> _Exercise brief_: Nothing but the line with "Exercise. Point to the door panel" and the lines after it should appear, each retyped exactly as in the listing.

> _Data extracts_:
################
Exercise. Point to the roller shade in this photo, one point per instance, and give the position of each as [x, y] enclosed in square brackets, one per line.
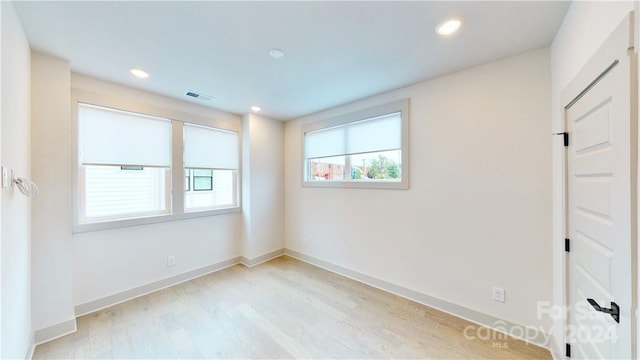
[114, 137]
[210, 148]
[375, 134]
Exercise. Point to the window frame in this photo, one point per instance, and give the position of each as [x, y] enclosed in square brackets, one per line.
[401, 106]
[176, 170]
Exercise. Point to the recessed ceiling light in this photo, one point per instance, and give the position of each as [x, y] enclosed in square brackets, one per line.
[449, 26]
[139, 73]
[276, 54]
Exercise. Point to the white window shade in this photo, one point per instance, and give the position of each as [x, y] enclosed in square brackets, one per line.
[210, 148]
[112, 137]
[378, 134]
[325, 142]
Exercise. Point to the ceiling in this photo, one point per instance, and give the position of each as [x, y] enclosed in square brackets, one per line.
[335, 52]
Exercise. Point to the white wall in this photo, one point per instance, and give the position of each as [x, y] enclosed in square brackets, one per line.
[51, 215]
[586, 26]
[263, 189]
[16, 208]
[477, 211]
[113, 261]
[74, 269]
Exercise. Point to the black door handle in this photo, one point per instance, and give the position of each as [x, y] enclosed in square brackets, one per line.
[614, 311]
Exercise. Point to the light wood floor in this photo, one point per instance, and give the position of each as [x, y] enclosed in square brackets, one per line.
[280, 309]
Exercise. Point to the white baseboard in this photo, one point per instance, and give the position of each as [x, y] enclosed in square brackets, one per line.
[485, 320]
[54, 331]
[68, 327]
[557, 350]
[99, 304]
[535, 337]
[262, 258]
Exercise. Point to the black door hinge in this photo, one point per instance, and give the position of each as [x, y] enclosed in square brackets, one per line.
[565, 137]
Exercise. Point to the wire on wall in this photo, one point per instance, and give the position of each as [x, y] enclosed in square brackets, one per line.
[26, 186]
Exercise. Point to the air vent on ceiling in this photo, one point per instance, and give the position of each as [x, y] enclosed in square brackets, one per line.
[196, 95]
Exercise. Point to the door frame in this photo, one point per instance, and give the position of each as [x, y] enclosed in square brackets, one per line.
[581, 82]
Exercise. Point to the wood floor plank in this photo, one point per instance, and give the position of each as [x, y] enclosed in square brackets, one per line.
[281, 309]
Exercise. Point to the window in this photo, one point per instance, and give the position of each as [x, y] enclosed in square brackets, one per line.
[125, 174]
[212, 169]
[367, 149]
[126, 162]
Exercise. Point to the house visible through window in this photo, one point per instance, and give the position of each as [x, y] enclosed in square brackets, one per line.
[125, 163]
[363, 149]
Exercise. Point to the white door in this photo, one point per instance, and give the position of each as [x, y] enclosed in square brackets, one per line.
[601, 170]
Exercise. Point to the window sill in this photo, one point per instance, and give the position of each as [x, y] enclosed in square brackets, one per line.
[117, 224]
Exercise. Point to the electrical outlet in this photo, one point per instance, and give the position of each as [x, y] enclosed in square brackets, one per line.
[6, 180]
[171, 260]
[498, 294]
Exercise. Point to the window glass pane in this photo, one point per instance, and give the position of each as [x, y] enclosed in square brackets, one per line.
[202, 183]
[327, 168]
[215, 190]
[115, 192]
[203, 172]
[385, 165]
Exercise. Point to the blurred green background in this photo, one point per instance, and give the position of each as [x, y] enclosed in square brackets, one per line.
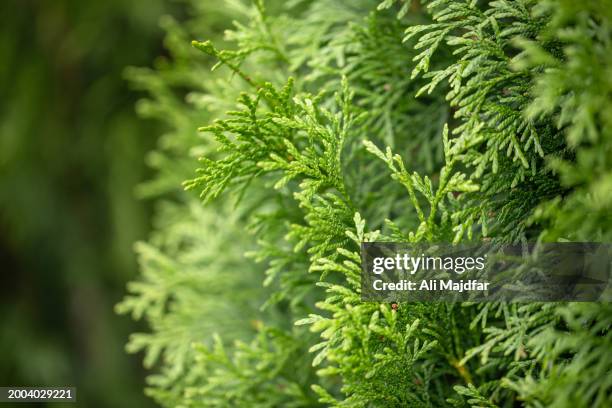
[71, 154]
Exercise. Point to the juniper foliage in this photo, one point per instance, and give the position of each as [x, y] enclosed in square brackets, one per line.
[327, 124]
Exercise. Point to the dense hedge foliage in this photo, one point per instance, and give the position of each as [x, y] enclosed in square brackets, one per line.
[327, 123]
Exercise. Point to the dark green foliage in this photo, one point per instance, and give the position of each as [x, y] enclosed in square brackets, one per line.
[487, 131]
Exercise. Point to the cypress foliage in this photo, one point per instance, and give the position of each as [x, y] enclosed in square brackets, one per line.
[325, 124]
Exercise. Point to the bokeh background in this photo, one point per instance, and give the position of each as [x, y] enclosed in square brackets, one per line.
[71, 154]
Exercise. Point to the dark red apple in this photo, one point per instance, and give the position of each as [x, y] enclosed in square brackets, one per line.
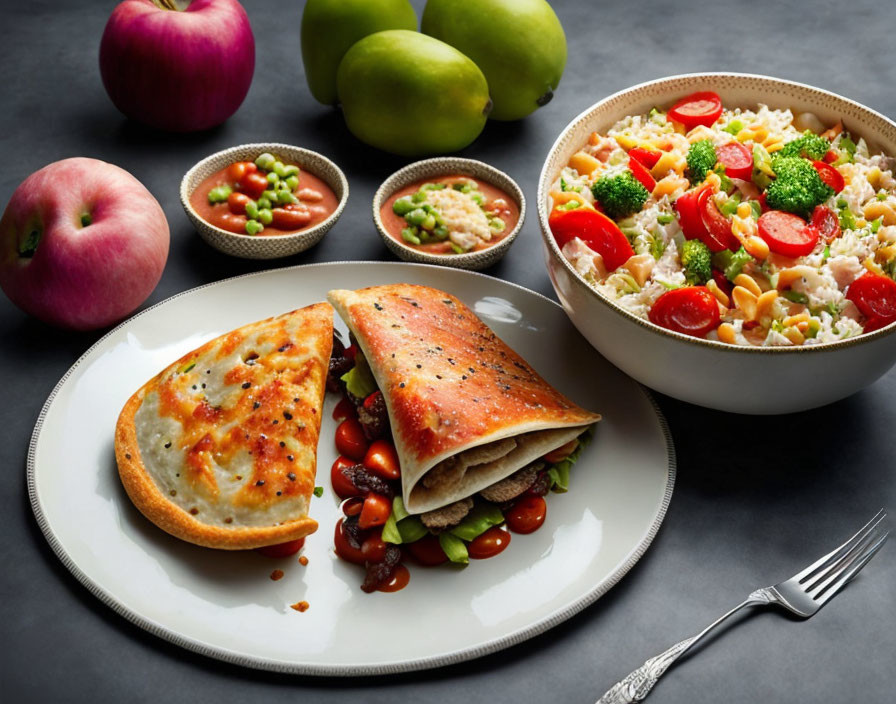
[82, 244]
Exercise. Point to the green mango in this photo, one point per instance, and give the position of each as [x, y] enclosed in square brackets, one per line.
[330, 27]
[519, 45]
[409, 94]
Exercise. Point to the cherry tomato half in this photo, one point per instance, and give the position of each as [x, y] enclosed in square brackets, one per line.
[282, 550]
[691, 311]
[875, 296]
[341, 485]
[490, 543]
[830, 175]
[701, 108]
[596, 230]
[826, 222]
[527, 514]
[640, 172]
[350, 439]
[737, 160]
[787, 234]
[375, 511]
[382, 460]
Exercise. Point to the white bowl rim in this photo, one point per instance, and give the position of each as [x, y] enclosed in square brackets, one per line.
[619, 310]
[267, 147]
[452, 164]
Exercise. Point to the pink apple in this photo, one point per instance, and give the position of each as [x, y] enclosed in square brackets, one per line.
[82, 244]
[178, 65]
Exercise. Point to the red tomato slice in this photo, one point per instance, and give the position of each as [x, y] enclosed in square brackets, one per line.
[282, 550]
[829, 175]
[648, 157]
[826, 222]
[787, 234]
[718, 229]
[642, 174]
[701, 108]
[596, 230]
[875, 296]
[737, 160]
[692, 311]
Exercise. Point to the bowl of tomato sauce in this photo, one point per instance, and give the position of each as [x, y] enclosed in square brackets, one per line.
[745, 337]
[265, 200]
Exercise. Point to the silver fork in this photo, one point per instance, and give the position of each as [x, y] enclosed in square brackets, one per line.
[803, 594]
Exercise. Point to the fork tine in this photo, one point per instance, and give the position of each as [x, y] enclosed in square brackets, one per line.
[852, 571]
[820, 581]
[839, 552]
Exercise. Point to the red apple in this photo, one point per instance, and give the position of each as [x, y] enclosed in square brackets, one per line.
[82, 244]
[178, 65]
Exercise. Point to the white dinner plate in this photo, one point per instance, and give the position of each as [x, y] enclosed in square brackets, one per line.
[225, 604]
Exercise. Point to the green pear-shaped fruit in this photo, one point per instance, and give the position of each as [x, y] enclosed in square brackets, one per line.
[410, 94]
[519, 45]
[330, 27]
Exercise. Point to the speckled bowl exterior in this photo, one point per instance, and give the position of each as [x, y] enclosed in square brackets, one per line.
[261, 246]
[449, 166]
[755, 380]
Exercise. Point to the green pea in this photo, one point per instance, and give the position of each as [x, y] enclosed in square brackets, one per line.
[265, 161]
[409, 234]
[403, 205]
[253, 227]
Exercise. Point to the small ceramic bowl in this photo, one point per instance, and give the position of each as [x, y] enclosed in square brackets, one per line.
[755, 380]
[449, 166]
[261, 246]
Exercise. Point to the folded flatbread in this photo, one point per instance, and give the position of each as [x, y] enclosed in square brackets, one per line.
[220, 448]
[466, 410]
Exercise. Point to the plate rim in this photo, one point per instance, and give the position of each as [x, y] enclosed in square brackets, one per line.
[339, 670]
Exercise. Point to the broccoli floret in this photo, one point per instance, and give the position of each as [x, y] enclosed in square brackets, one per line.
[620, 195]
[731, 263]
[797, 187]
[810, 145]
[696, 260]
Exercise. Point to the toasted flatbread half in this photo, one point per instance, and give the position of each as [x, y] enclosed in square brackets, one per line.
[466, 410]
[220, 448]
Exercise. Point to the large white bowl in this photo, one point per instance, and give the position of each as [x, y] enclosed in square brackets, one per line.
[757, 380]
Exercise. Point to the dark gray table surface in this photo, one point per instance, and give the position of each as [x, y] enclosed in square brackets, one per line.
[755, 498]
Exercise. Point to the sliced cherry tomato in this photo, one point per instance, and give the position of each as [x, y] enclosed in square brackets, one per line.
[830, 175]
[253, 184]
[701, 108]
[232, 223]
[642, 174]
[290, 219]
[718, 229]
[692, 311]
[282, 550]
[236, 201]
[596, 230]
[341, 485]
[375, 511]
[382, 460]
[427, 551]
[489, 544]
[344, 549]
[237, 171]
[875, 296]
[787, 234]
[527, 514]
[826, 222]
[648, 157]
[350, 439]
[737, 160]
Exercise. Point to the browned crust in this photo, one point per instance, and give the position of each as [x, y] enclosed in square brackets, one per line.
[152, 503]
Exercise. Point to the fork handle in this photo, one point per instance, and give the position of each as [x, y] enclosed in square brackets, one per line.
[637, 685]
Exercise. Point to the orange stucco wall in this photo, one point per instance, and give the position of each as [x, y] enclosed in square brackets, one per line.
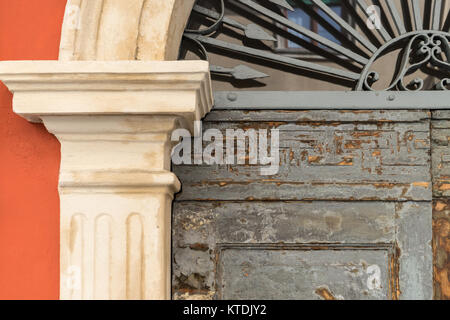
[29, 162]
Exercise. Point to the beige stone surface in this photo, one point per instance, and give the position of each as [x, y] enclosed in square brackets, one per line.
[114, 121]
[123, 29]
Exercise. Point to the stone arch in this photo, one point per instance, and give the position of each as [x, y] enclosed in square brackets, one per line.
[109, 30]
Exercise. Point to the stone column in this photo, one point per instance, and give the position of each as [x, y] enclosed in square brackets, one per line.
[114, 121]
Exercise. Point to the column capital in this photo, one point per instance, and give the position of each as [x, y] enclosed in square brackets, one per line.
[114, 121]
[59, 88]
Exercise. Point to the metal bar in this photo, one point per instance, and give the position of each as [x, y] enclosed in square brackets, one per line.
[382, 31]
[274, 57]
[396, 16]
[310, 34]
[282, 3]
[446, 26]
[251, 31]
[436, 23]
[344, 25]
[417, 15]
[329, 100]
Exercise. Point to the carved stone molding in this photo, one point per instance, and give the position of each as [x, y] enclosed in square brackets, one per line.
[123, 30]
[114, 121]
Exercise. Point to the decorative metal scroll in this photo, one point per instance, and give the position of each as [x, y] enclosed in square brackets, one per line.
[416, 32]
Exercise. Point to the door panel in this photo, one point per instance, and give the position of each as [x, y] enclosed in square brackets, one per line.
[307, 273]
[354, 189]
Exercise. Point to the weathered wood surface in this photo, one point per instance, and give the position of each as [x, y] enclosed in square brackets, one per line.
[326, 155]
[441, 249]
[200, 229]
[351, 184]
[304, 274]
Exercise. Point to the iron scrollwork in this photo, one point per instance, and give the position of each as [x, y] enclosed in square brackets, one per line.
[420, 47]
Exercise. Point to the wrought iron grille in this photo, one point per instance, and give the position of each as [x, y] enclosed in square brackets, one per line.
[414, 34]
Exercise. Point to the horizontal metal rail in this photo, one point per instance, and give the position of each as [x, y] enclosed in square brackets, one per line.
################
> _Solution_:
Exercise. Point to the door panel in this photo, one point per instance, and give the position of each as [x, y] enclosed in square brackets, one per line.
[307, 273]
[354, 189]
Exercise. Point to the weathered wood surface in this photo, one point per instance, and give the position of each as [x, y] enclosed in square brackets, one per line.
[326, 155]
[441, 249]
[200, 229]
[351, 184]
[304, 274]
Exercise. Point to the iron scrollwork in this photo, one point per instance, and give the position of each as [x, y] enclosed in square brackets, one per line.
[420, 47]
Exercise. Point to the wrought iron grille in this photo, one point per instance, and give the position of each as [x, y] enclosed in square brackets, one per line.
[414, 34]
Exercise. Point to the horizontal metal rail in this photo, one point per instance, and give the position of each as [x, y] enclosed in square brackets, one per line.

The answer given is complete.